■ **Short problem**: Render the part of the entries below that opens with the line containing "of the reflection" and runs through the end of the entries as a JSON list of strings, one string per line, with blank lines omitted. Include both the opening line and the final line.

■ **Position annotation entries**:
(begin)

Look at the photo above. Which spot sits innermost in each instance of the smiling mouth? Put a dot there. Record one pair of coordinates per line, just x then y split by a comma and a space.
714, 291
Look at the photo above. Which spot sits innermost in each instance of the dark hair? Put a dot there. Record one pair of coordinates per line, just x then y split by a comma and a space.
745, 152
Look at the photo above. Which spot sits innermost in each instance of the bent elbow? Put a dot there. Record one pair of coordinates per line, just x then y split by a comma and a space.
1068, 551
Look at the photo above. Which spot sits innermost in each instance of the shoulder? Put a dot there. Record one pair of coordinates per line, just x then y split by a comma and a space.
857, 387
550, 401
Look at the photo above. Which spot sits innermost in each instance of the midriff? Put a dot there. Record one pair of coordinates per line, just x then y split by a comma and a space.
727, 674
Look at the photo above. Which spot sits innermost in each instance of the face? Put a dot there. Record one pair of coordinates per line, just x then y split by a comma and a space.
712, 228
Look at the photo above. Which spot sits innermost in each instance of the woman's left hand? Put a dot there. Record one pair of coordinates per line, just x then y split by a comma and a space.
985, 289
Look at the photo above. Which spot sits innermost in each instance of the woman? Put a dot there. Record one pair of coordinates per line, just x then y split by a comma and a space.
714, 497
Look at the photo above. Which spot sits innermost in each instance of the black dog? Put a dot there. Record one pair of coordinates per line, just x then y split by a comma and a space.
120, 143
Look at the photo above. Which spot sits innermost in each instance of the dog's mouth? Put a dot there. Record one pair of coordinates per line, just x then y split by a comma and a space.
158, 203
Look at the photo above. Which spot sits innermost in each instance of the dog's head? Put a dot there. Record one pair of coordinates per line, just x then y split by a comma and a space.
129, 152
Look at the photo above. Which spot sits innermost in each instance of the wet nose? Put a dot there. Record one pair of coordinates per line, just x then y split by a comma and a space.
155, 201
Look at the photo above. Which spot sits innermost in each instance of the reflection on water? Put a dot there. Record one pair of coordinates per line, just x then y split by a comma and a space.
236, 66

(end)

■ **Exercise output**:
[
  "Look at the photo above. Which spot sits innermost in each instance of the reflection on water? Put a dot there. Record one pair of coordinates per line, just x then y split by a comma and a space.",
  "236, 66"
]